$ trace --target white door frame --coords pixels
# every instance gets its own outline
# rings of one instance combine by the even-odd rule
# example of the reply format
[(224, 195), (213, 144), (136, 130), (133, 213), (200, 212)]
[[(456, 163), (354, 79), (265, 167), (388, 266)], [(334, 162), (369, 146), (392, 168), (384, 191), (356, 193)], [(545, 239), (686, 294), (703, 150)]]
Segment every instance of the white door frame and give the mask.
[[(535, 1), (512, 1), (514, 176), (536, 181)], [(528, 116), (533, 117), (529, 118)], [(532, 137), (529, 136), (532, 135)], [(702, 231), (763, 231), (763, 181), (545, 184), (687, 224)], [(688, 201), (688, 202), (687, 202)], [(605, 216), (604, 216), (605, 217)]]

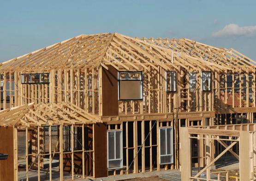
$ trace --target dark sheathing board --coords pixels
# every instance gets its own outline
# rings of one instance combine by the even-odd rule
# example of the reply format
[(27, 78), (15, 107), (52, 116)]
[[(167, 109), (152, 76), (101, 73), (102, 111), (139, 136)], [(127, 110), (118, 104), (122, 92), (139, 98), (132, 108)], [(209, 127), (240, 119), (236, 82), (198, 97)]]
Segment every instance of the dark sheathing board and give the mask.
[(118, 71), (108, 65), (102, 68), (102, 116), (118, 115)]
[(0, 160), (1, 181), (14, 180), (13, 139), (13, 127), (0, 126), (0, 153), (9, 155), (7, 160)]
[(95, 178), (107, 176), (107, 124), (94, 124)]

SET PROBLEM: Could you lay out the whole listing above as a Markdown table with the columns Row and Line, numbering each row, skipping blank lines, and leaving the pictures out?

TASK RESULT:
| Row | Line |
|---|---|
| 1 | $ trace --target white door frame --coords pixels |
| 2 | # every instance gets its own outline |
| 3 | # rings of one instance combine by the even-odd rule |
| 4 | # example of the reply format |
| 5 | [(224, 195), (213, 144), (136, 130), (133, 213), (200, 212)] |
| 6 | [[(456, 163), (354, 79), (265, 167), (388, 266)], [(334, 162), (369, 146), (392, 168), (384, 191), (356, 193)], [(545, 239), (686, 294), (703, 150)]] |
| 7 | Segment every instance of the white door frame and give the mask. |
| 8 | [[(535, 1), (512, 1), (514, 176), (536, 181)], [(528, 116), (533, 117), (529, 118)], [(532, 137), (529, 136), (532, 135)], [(702, 231), (763, 231), (763, 181), (545, 184), (687, 224)], [(688, 201), (688, 202), (687, 202)], [(605, 216), (604, 216), (605, 217)]] |
| 9 | $ trace --target dark sheathing board --coords pixels |
| 10 | # every instance gets its own outline |
| 11 | # rings of one instance combine by the even-odd rule |
| 12 | # example of the reply format |
| 13 | [(27, 78), (15, 107), (52, 116)] |
| 14 | [[(167, 109), (152, 76), (101, 73), (102, 111), (139, 136)], [(127, 110), (118, 104), (122, 92), (139, 98), (132, 108)], [(209, 127), (240, 119), (236, 82), (198, 97)]] |
| 15 | Segment every instance of the dark sheathing board and give the mask. |
| 16 | [(118, 71), (108, 65), (102, 68), (102, 116), (118, 115)] |
| 17 | [(0, 160), (1, 181), (14, 180), (13, 139), (13, 127), (0, 126), (0, 153), (9, 155), (7, 160)] |
| 18 | [(95, 178), (107, 176), (107, 124), (94, 124)] |